■ **ACTION ITEM**
All lines of the entries with "hedge" in them must be listed.

■ **DATASET EXTRACT**
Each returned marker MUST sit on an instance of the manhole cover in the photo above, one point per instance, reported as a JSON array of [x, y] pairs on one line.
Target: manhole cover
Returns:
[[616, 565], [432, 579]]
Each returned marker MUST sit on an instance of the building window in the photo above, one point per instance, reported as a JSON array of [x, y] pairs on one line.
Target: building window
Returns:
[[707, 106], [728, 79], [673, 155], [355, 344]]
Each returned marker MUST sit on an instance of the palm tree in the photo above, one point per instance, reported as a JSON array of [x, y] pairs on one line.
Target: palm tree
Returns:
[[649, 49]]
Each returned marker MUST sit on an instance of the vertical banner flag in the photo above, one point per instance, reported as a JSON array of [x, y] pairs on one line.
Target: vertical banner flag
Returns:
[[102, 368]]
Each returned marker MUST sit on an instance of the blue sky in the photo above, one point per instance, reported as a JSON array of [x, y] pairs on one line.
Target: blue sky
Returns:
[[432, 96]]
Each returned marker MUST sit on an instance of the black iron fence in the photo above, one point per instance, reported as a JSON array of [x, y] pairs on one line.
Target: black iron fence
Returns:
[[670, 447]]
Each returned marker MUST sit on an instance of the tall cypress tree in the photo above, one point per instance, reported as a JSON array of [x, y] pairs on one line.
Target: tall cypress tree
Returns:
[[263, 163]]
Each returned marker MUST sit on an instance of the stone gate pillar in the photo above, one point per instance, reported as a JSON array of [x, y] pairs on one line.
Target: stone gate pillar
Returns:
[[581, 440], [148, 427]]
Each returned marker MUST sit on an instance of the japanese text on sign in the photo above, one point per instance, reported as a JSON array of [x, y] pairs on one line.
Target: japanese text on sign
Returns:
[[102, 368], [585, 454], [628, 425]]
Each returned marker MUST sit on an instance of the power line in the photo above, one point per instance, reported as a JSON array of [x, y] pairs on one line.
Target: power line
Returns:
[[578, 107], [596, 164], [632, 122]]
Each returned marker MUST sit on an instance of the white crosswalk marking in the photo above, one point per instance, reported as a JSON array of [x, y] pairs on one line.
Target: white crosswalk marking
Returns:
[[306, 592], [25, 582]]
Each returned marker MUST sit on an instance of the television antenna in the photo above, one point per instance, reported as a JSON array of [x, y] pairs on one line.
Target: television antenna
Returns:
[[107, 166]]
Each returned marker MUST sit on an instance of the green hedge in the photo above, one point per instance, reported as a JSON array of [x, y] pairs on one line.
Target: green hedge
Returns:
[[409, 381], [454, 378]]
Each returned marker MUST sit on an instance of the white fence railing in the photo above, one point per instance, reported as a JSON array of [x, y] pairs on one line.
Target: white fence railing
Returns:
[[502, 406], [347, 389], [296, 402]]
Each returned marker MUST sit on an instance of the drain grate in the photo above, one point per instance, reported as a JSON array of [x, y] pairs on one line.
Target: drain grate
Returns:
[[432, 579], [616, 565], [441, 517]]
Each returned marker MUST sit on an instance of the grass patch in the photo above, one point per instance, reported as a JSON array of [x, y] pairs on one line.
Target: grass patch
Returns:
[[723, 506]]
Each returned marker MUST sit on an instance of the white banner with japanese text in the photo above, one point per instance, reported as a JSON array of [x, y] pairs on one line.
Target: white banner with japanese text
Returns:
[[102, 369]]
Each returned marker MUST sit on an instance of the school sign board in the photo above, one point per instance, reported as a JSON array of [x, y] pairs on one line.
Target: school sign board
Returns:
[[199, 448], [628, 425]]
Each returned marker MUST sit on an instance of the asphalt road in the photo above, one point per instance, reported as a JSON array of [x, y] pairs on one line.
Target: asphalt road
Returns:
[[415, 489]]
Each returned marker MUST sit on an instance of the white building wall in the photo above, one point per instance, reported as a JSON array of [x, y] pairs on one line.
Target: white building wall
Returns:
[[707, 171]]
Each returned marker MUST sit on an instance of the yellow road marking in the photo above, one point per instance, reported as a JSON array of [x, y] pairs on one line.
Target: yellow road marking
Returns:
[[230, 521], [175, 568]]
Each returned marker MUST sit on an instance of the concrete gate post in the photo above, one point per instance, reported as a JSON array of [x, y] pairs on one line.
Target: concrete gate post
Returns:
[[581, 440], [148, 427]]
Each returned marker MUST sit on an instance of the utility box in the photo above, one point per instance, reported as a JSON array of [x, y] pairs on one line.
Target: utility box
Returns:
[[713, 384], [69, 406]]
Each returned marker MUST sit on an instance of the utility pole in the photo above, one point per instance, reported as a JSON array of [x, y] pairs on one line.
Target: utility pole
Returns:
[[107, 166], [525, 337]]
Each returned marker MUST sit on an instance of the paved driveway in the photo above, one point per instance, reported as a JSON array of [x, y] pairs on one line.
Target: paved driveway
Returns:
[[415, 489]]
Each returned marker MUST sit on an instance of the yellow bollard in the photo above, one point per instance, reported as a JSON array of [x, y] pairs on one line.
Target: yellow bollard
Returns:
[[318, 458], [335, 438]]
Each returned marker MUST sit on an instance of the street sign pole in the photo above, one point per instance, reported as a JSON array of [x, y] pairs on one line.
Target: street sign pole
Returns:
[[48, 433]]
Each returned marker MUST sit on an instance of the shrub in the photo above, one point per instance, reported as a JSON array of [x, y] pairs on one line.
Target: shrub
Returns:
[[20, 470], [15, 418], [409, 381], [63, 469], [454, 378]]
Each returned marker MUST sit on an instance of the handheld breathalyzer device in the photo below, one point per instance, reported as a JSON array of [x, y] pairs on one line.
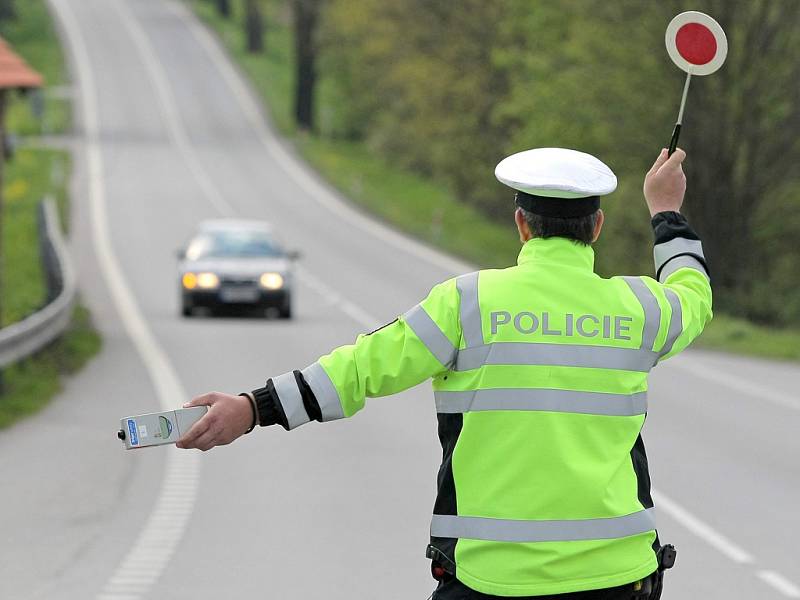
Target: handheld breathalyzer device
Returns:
[[154, 429]]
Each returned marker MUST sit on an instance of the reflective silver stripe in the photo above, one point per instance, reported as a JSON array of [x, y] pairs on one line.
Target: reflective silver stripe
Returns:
[[652, 312], [564, 401], [675, 322], [470, 309], [681, 262], [324, 391], [291, 400], [507, 530], [428, 331], [663, 252], [556, 355]]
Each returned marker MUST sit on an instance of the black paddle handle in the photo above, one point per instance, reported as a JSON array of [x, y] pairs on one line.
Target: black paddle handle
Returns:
[[673, 143]]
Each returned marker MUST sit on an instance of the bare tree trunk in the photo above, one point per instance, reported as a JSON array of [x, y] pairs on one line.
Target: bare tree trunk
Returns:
[[253, 26], [306, 16], [224, 8], [3, 102]]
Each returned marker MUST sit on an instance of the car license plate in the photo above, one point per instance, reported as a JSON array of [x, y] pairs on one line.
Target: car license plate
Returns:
[[243, 295]]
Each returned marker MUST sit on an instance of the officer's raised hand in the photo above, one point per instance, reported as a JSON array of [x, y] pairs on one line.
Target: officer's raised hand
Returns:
[[228, 418], [665, 183]]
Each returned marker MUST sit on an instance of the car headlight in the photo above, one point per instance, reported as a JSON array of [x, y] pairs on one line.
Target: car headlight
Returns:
[[271, 281], [189, 281], [207, 281]]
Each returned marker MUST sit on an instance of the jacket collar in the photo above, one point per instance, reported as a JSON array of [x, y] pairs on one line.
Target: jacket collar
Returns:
[[558, 251]]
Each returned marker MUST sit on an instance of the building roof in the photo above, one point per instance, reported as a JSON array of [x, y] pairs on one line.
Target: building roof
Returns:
[[14, 71]]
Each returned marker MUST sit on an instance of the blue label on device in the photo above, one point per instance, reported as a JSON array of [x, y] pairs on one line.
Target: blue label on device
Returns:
[[132, 430]]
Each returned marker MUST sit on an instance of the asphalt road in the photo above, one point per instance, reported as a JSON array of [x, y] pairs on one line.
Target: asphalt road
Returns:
[[168, 135]]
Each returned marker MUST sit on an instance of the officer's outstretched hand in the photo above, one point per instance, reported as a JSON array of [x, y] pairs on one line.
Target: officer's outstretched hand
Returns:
[[228, 417], [665, 183]]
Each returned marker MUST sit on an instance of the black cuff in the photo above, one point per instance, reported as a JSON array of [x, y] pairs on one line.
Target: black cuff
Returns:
[[309, 399], [668, 225], [270, 411]]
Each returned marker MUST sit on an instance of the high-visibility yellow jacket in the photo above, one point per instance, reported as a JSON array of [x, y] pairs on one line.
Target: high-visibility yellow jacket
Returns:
[[540, 381]]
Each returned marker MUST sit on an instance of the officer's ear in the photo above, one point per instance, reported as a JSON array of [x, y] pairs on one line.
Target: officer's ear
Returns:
[[522, 226], [598, 226]]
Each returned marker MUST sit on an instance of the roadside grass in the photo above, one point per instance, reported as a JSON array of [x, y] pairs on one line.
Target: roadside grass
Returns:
[[30, 175], [30, 384], [412, 203]]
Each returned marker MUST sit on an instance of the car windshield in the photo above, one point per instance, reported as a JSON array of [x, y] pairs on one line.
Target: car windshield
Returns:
[[233, 244]]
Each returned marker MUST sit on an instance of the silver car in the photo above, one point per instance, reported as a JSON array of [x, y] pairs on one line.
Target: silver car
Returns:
[[236, 265]]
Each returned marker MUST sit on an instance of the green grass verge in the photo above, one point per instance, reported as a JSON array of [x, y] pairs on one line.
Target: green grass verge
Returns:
[[30, 384], [32, 36], [32, 174], [415, 204]]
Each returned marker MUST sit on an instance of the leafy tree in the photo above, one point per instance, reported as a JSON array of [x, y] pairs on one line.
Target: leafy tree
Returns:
[[223, 8], [448, 92]]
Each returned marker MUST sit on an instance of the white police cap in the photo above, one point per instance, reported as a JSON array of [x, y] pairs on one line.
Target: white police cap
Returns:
[[556, 181]]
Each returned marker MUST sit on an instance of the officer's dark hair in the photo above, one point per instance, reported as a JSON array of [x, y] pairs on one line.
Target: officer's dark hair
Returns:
[[578, 229]]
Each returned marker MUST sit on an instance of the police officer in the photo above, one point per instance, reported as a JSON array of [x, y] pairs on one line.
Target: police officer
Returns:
[[540, 381]]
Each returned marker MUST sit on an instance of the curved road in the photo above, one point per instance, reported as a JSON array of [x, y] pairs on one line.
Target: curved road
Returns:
[[168, 135]]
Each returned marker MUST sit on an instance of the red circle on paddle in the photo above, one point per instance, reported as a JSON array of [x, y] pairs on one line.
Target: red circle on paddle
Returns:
[[696, 43]]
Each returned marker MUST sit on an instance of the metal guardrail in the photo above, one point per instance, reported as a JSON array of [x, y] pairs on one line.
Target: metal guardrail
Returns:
[[23, 338]]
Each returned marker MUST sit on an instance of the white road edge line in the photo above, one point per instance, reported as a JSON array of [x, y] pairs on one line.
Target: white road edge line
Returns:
[[242, 93], [167, 386], [302, 175], [305, 179], [736, 382], [324, 197], [701, 529], [780, 583]]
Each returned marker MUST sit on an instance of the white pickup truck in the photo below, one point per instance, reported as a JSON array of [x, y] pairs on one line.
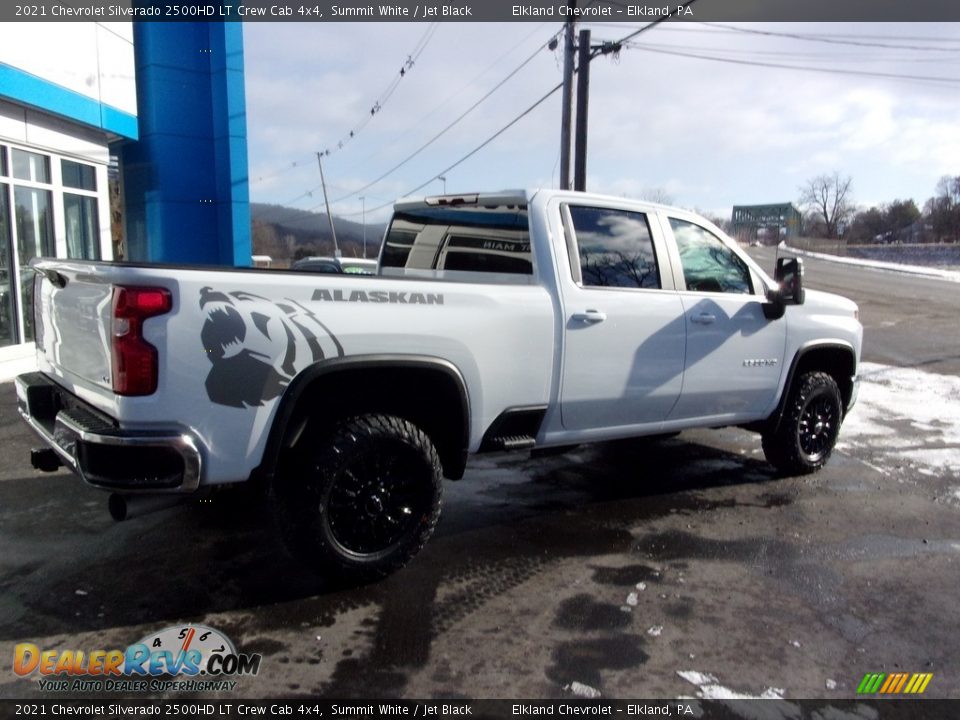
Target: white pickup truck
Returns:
[[498, 321]]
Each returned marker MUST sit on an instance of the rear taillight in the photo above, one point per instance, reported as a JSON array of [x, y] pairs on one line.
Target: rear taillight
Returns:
[[134, 359]]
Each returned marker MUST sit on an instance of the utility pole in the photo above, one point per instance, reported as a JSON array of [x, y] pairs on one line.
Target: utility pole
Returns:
[[583, 96], [333, 232], [567, 100], [363, 210]]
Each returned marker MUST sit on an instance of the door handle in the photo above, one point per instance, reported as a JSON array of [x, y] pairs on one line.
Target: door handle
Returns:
[[591, 317]]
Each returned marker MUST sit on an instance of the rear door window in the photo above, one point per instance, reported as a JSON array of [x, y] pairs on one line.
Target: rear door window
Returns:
[[494, 239], [614, 248], [709, 265]]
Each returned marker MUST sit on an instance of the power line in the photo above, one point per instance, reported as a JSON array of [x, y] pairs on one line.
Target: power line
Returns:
[[831, 39], [473, 152], [720, 29], [442, 132], [462, 86], [818, 57], [784, 66], [526, 112], [387, 93]]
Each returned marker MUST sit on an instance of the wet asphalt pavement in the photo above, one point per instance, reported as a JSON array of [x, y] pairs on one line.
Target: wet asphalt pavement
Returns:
[[615, 567]]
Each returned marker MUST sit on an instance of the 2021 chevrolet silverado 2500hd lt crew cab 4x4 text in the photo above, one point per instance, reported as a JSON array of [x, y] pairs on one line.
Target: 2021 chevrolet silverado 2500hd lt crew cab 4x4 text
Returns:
[[497, 321]]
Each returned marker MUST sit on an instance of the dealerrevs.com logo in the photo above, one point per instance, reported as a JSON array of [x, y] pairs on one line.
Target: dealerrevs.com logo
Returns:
[[180, 657]]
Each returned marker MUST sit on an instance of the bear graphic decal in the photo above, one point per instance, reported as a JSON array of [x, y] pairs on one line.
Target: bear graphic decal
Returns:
[[256, 346]]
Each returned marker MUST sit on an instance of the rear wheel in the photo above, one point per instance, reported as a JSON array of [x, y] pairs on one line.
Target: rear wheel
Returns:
[[365, 500], [808, 431]]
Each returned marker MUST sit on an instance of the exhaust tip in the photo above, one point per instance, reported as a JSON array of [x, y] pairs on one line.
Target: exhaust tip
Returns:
[[117, 505], [123, 507], [45, 459]]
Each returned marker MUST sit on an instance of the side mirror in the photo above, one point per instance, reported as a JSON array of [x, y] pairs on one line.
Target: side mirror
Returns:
[[789, 274], [789, 277]]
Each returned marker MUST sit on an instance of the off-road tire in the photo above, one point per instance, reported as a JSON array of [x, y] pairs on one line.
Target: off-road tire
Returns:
[[807, 433], [361, 502]]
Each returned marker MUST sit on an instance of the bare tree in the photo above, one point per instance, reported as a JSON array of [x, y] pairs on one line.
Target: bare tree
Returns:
[[943, 210], [828, 199]]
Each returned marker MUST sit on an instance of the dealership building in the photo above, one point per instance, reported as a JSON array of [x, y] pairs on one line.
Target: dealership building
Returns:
[[118, 141]]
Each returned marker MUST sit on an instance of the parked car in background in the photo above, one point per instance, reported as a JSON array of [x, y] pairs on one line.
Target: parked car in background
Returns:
[[353, 266]]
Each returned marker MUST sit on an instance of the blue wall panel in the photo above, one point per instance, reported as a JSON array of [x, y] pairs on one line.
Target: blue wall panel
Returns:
[[186, 185], [19, 85]]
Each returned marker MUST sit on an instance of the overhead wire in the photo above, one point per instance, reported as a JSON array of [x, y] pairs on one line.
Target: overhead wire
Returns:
[[447, 128], [830, 39], [784, 66], [387, 93], [523, 114]]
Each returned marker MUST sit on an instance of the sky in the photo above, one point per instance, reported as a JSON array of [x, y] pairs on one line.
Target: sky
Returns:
[[706, 133]]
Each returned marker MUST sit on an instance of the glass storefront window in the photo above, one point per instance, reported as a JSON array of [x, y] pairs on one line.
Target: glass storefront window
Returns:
[[34, 220], [78, 175], [30, 166], [41, 195], [83, 229], [8, 322]]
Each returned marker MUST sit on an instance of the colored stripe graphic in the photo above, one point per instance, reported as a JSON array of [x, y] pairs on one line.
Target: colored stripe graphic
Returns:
[[894, 684], [870, 683]]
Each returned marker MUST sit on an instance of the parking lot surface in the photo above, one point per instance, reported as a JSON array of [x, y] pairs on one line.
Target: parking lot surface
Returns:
[[684, 567]]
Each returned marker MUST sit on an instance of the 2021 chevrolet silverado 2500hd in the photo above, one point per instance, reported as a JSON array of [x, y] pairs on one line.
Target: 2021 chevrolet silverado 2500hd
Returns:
[[497, 321]]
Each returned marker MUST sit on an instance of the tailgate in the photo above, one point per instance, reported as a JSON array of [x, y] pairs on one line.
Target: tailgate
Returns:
[[72, 311]]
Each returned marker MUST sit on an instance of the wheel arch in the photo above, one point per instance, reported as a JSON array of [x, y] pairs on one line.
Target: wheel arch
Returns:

■ **ANSWER FOR THIS EXERCISE**
Each returned marker MUST sit on an instance of the green hedge in the photo above, one point per instance, reported as a JSON array of [x, y] pairs on one line.
Target: green hedge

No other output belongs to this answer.